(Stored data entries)
________________________________________

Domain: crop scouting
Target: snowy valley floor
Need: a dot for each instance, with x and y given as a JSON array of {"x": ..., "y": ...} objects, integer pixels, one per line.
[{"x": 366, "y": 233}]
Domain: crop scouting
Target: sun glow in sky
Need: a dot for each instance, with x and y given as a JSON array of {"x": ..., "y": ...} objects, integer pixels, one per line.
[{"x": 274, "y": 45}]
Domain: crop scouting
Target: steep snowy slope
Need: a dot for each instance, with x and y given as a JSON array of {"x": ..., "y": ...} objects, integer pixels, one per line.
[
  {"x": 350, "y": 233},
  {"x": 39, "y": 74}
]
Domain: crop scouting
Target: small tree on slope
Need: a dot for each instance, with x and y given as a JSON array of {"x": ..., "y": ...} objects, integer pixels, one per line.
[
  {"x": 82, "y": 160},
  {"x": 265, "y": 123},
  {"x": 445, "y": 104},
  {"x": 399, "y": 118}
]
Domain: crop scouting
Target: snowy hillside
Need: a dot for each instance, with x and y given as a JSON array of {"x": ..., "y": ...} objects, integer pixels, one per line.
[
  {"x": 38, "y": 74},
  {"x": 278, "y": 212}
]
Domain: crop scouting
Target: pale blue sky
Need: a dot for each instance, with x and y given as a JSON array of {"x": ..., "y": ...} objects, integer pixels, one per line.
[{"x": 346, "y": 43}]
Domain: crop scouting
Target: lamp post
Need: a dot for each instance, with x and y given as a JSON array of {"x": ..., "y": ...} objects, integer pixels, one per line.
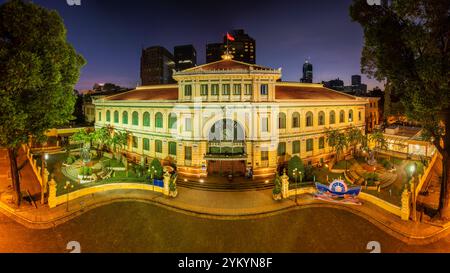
[
  {"x": 412, "y": 169},
  {"x": 44, "y": 183},
  {"x": 294, "y": 173},
  {"x": 67, "y": 187}
]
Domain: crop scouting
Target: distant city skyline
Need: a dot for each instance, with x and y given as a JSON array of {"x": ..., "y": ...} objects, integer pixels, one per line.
[{"x": 111, "y": 34}]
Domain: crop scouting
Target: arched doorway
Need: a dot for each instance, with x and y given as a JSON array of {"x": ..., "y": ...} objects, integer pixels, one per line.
[{"x": 226, "y": 148}]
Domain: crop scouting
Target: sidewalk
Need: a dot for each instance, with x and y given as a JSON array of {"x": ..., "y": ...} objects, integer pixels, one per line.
[
  {"x": 209, "y": 204},
  {"x": 222, "y": 205}
]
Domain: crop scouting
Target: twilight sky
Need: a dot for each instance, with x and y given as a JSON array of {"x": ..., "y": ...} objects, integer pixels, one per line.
[{"x": 111, "y": 33}]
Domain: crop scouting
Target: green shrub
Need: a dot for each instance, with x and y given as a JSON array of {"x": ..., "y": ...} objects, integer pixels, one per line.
[
  {"x": 386, "y": 163},
  {"x": 277, "y": 182},
  {"x": 155, "y": 165},
  {"x": 295, "y": 163},
  {"x": 371, "y": 178}
]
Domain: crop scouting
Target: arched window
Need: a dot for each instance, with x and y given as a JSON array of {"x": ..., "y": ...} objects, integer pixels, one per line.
[
  {"x": 309, "y": 119},
  {"x": 124, "y": 117},
  {"x": 172, "y": 121},
  {"x": 321, "y": 118},
  {"x": 146, "y": 119},
  {"x": 341, "y": 116},
  {"x": 296, "y": 120},
  {"x": 321, "y": 142},
  {"x": 158, "y": 120},
  {"x": 281, "y": 121},
  {"x": 116, "y": 116},
  {"x": 135, "y": 118},
  {"x": 332, "y": 117},
  {"x": 281, "y": 149}
]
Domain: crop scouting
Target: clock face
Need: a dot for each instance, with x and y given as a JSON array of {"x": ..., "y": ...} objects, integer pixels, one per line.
[{"x": 338, "y": 186}]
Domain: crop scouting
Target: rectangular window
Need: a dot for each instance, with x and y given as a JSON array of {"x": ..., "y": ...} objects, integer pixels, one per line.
[
  {"x": 188, "y": 124},
  {"x": 248, "y": 89},
  {"x": 236, "y": 89},
  {"x": 135, "y": 142},
  {"x": 146, "y": 144},
  {"x": 214, "y": 89},
  {"x": 296, "y": 147},
  {"x": 225, "y": 89},
  {"x": 264, "y": 89},
  {"x": 264, "y": 124},
  {"x": 188, "y": 153},
  {"x": 204, "y": 90},
  {"x": 281, "y": 148},
  {"x": 158, "y": 146},
  {"x": 173, "y": 148},
  {"x": 264, "y": 155},
  {"x": 309, "y": 145},
  {"x": 188, "y": 90}
]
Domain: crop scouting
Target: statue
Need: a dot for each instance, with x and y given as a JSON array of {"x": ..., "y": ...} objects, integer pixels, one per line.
[{"x": 371, "y": 160}]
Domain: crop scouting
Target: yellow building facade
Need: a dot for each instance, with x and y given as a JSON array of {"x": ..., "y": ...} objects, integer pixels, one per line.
[{"x": 229, "y": 117}]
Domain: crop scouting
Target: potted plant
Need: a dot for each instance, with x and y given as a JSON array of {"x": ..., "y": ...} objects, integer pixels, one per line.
[
  {"x": 276, "y": 192},
  {"x": 173, "y": 192}
]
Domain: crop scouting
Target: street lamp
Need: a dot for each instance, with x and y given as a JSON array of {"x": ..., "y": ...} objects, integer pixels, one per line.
[
  {"x": 67, "y": 187},
  {"x": 44, "y": 184},
  {"x": 294, "y": 173},
  {"x": 412, "y": 169}
]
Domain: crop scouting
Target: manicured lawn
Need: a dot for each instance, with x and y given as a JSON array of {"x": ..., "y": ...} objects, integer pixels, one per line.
[{"x": 120, "y": 176}]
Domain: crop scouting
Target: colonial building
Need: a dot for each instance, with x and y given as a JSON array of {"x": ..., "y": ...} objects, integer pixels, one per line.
[{"x": 228, "y": 117}]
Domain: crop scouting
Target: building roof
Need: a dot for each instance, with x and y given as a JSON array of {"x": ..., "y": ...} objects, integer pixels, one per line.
[
  {"x": 169, "y": 92},
  {"x": 283, "y": 91},
  {"x": 227, "y": 65},
  {"x": 308, "y": 92}
]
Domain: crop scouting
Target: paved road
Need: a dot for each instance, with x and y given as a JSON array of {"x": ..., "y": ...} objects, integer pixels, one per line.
[{"x": 140, "y": 227}]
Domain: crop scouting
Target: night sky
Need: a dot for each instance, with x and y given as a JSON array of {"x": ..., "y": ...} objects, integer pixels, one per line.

________________________________________

Reproduce the full listing above verbatim, with no pictures included.

Domain: crop scouting
Target: snowy valley floor
Need: a dot for each instance, with x and y given as a JSON array of {"x": ..., "y": ...} objects, integer pixels, one per line.
[{"x": 366, "y": 233}]
Domain: crop scouting
Target: sun glow in sky
Need: a dot for each instance, with x and y given as a JSON array of {"x": ..., "y": ...} objects, integer pixels, one per line.
[{"x": 274, "y": 45}]
Domain: crop scouting
Target: steep snowy slope
Need: a dot for each instance, with x and y given as a JSON array of {"x": ..., "y": ...} objects, integer pixels, one per line.
[
  {"x": 350, "y": 233},
  {"x": 39, "y": 74}
]
Domain: crop scouting
Target: small tree on slope
Need: a dot for each instance, with x and y given as a JSON array of {"x": ..., "y": ...} objects, integer pixels, one per line.
[
  {"x": 82, "y": 160},
  {"x": 265, "y": 123},
  {"x": 445, "y": 104},
  {"x": 399, "y": 118}
]
Domain: crop scouting
Target: snowy hillside
Need: a dot for each instance, with x and y given as a JSON array of {"x": ..., "y": ...} objects, integer pixels, one per line.
[
  {"x": 38, "y": 74},
  {"x": 278, "y": 212}
]
Domain: crop scouting
Target: pale blue sky
Need: a dot for each instance, with x and y given as a JSON array of {"x": ..., "y": ...} objects, integer pixels, one per line.
[{"x": 346, "y": 43}]
Domain: crop scouting
Target: lamp post
Need: a dot for each instance, with x and y given as a JSON array of {"x": ..., "y": ...} objects, integer pixels, one per line.
[
  {"x": 412, "y": 169},
  {"x": 44, "y": 183},
  {"x": 294, "y": 173},
  {"x": 67, "y": 187}
]
Domain: crop scouting
Target: distant city skyline
Need: a dot for each instance, with x and y given as a JSON array of {"x": ..., "y": ...} objects, integer pixels, one per line.
[{"x": 111, "y": 34}]
Domain: crop scouting
Target: arched doorway
Need: a dot for each instance, with x and y given as a JSON array of {"x": ..., "y": ...} objects, integer pixels, one per line.
[{"x": 226, "y": 148}]
Domain: crop scouting
Target: sidewalk
Need: a dot for each instance, with x and y given as a JSON array of {"x": ..., "y": ...} objects, integer pixels, one per line.
[
  {"x": 209, "y": 204},
  {"x": 222, "y": 205}
]
Domain: crop scouting
Target: twilight sky
Need: a dot for each instance, with x and y given as a JSON array of {"x": ..., "y": ...} objects, integer pixels, one per line.
[{"x": 111, "y": 33}]
Domain: crop scouting
Target: green shrub
Need: a dot for each instance, with x and y given as a JSON array of {"x": ..., "y": ...} objects, integer pixels, one per line.
[
  {"x": 386, "y": 163},
  {"x": 277, "y": 182},
  {"x": 155, "y": 165},
  {"x": 295, "y": 163},
  {"x": 371, "y": 178}
]
Domain: crop scouting
Target: arched window
Need: a dot for each instance, with x and y given as a JSON array of {"x": ..., "y": ...} objects, integer pixels, one per line.
[
  {"x": 309, "y": 119},
  {"x": 124, "y": 117},
  {"x": 172, "y": 121},
  {"x": 321, "y": 118},
  {"x": 146, "y": 119},
  {"x": 341, "y": 116},
  {"x": 296, "y": 120},
  {"x": 321, "y": 142},
  {"x": 158, "y": 120},
  {"x": 281, "y": 121},
  {"x": 116, "y": 116},
  {"x": 135, "y": 118},
  {"x": 332, "y": 117},
  {"x": 281, "y": 149}
]
Domain: crop scouting
Target: clock face
Need: a dot for each instance, with x and y given as a JSON array of {"x": ..., "y": ...} objects, integer pixels, one per line.
[{"x": 338, "y": 186}]
Domain: crop scouting
Target: rectangular window
Need: a dot for each instance, with x and y given as a JSON array of {"x": ..., "y": ...} objects, integer pixels, one per line.
[
  {"x": 188, "y": 124},
  {"x": 248, "y": 89},
  {"x": 236, "y": 89},
  {"x": 135, "y": 142},
  {"x": 146, "y": 144},
  {"x": 214, "y": 89},
  {"x": 296, "y": 147},
  {"x": 225, "y": 89},
  {"x": 264, "y": 89},
  {"x": 264, "y": 124},
  {"x": 188, "y": 153},
  {"x": 204, "y": 90},
  {"x": 281, "y": 148},
  {"x": 158, "y": 146},
  {"x": 173, "y": 148},
  {"x": 264, "y": 155},
  {"x": 309, "y": 145},
  {"x": 188, "y": 90}
]
Domain: crop scouting
Target: statue
Need: a dot for each instance, with x and y given as a JSON array of {"x": ..., "y": ...} objects, integer pixels, one per line.
[{"x": 371, "y": 160}]
Domain: crop scouting
Target: yellow building facade
Need: a dot for each instance, with x and y given as a JSON array of {"x": ..., "y": ...} objects, integer pixels, one per line.
[{"x": 229, "y": 117}]
Domain: crop scouting
Target: potted plant
Need: a dot for each instance, with x and y given as a JSON array of {"x": ..., "y": ...} objects, integer pixels, one per line.
[
  {"x": 276, "y": 192},
  {"x": 173, "y": 192}
]
Domain: crop scouting
Target: street lamp
Need: a dot for each instance, with x and y given as a JSON array of {"x": ..., "y": ...} objects, integer pixels, one per line.
[
  {"x": 67, "y": 187},
  {"x": 44, "y": 184},
  {"x": 294, "y": 173},
  {"x": 412, "y": 169}
]
Domain: crop scouting
Target: manicured lawn
Need: a dot for each instance, with x and y given as a JSON array of {"x": ..., "y": ...} objects, integer pixels, one per line.
[{"x": 120, "y": 176}]
Domain: crop scouting
Target: colonial building
Need: a dot for each instance, with x and y given as a JSON array of {"x": ..., "y": ...} objects, integer pixels, one per line.
[{"x": 228, "y": 117}]
Domain: crop scouting
Target: building roof
Need: a dot for each instance, with x and y given as a JSON array of {"x": ..., "y": ...} objects, integer pixels, one per line.
[
  {"x": 169, "y": 92},
  {"x": 283, "y": 91},
  {"x": 227, "y": 65},
  {"x": 308, "y": 92}
]
Domain: crop scouting
Target: paved road
Need: a dot for each instance, with x and y given as a JSON array of {"x": ..., "y": ...} objects, integer pixels, one per line.
[{"x": 140, "y": 227}]
Domain: crop scouting
Target: night sky
Need: a dot for each instance, with x and y given as a JSON array of {"x": ..., "y": ...} objects, integer pixels, one per line.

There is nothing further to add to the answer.